Dataset excerpts on object pointing:

◆ ◆ ◆ ◆ ◆

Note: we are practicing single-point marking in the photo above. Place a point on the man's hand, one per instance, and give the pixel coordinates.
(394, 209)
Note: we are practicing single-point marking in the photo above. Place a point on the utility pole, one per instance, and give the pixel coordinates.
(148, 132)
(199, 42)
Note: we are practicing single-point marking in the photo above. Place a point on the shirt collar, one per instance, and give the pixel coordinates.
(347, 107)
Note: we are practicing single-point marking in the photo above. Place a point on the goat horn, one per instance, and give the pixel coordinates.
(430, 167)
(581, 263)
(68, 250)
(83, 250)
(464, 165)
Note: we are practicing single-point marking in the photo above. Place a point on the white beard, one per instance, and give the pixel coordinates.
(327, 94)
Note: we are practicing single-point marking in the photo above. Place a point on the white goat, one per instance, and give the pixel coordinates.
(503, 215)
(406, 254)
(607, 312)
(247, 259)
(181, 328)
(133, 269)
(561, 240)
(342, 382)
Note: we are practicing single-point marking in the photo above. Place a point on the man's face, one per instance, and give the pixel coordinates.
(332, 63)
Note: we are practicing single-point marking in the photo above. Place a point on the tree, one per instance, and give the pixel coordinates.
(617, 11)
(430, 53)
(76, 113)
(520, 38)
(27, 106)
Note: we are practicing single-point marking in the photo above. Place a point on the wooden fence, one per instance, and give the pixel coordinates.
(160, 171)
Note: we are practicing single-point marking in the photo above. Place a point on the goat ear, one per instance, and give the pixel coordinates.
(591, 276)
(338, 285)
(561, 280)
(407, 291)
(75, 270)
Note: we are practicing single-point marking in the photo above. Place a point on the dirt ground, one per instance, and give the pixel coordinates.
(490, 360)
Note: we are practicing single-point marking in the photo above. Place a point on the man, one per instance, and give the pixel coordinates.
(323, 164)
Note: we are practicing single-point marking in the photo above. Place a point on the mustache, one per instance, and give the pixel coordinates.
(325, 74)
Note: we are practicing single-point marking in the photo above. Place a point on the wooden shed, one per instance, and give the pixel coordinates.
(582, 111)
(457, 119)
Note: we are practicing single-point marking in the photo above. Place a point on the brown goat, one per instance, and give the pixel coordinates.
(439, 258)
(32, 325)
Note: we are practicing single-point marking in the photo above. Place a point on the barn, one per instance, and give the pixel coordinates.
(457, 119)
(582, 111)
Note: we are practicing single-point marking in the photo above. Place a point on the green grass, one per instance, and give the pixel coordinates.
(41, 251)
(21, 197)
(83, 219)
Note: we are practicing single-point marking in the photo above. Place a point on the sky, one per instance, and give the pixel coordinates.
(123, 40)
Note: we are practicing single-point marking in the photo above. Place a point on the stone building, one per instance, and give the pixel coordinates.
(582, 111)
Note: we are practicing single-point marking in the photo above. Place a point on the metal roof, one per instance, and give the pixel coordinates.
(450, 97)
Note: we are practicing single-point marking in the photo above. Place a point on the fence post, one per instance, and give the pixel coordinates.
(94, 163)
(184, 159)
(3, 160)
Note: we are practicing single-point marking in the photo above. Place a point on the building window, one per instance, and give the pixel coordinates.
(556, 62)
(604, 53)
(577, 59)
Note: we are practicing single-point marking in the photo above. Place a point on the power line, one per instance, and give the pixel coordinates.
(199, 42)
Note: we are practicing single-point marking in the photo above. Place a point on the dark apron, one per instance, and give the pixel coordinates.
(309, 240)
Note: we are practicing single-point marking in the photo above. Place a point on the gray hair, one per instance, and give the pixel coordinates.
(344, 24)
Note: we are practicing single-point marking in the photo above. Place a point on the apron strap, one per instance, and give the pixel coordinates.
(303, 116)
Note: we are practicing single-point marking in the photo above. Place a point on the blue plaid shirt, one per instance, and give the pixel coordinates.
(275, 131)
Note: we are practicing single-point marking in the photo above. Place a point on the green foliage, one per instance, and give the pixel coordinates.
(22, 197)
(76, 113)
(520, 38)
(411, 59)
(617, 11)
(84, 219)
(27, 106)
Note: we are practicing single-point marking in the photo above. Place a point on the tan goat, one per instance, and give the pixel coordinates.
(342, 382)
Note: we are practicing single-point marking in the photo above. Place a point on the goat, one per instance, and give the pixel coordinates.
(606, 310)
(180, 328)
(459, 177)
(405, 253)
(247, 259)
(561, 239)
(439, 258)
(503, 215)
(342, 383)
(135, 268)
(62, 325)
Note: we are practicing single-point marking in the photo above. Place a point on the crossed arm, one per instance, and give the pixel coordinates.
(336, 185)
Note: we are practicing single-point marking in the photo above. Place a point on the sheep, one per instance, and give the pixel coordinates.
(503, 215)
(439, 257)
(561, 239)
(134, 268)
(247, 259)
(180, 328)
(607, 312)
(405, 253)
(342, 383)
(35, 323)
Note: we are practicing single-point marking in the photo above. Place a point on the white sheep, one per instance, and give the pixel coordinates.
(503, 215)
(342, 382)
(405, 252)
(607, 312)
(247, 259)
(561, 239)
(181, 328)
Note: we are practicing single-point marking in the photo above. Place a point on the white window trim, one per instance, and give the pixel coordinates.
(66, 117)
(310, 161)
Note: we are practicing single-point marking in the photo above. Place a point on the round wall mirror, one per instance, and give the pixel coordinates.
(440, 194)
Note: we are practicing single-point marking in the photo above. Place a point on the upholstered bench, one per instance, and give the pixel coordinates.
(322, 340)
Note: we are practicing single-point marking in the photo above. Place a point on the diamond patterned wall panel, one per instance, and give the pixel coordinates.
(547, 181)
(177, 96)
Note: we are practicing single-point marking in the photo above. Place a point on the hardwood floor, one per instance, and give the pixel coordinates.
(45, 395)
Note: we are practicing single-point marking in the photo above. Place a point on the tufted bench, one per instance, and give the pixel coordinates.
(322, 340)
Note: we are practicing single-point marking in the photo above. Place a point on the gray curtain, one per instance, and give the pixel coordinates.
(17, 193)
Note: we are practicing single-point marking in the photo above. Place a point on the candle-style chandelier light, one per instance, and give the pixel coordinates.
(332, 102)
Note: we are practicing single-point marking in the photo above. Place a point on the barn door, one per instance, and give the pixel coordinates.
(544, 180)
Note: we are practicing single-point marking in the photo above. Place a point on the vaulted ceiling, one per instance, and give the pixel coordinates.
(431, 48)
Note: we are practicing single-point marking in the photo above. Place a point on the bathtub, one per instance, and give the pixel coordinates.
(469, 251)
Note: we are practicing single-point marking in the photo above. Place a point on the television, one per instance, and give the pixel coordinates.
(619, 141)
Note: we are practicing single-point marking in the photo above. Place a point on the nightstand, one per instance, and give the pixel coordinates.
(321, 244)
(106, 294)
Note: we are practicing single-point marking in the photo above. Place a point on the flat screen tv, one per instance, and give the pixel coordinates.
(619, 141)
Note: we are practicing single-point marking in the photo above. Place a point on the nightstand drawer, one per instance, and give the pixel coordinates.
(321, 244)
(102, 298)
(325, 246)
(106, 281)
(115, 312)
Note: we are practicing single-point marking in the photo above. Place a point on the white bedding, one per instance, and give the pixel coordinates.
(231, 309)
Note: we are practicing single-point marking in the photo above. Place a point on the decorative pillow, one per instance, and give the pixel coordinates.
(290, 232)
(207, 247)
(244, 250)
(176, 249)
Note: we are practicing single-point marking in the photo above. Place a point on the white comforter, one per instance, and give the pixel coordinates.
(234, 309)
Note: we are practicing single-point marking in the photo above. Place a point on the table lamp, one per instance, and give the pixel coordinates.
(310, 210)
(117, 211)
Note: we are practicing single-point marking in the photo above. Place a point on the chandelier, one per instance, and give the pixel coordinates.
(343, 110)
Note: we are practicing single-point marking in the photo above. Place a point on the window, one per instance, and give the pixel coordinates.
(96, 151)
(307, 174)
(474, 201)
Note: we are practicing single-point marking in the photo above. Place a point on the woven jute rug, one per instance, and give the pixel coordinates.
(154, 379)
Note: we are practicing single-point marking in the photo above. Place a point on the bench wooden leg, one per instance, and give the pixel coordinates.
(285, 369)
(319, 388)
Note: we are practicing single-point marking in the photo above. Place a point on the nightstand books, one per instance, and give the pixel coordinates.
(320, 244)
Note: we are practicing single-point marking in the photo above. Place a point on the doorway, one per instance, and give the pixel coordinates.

◆ ◆ ◆ ◆ ◆

*Exercise:* Transcribe the records above exactly, but only from the line that contains "on the woven" through their final line, inclusive.

*Result:*
Note: we are practicing single-point marking in the photo above. Place a point on the woven jute rug, one per instance, and give the pixel coordinates.
(154, 379)
Note: we are practicing single-point marking in the photo above. Place a point on the bench wooden leg, one per instance, and give the pixel coordinates.
(285, 369)
(319, 388)
Note: we are practicing single-point marking in the photo above. Place a point on the nightstand books, one per instance, and give the pixel coordinates.
(320, 244)
Note: we are practicing single-point marking in the photo above. Place a point on the doorway, one per instance, and give the pixel coordinates.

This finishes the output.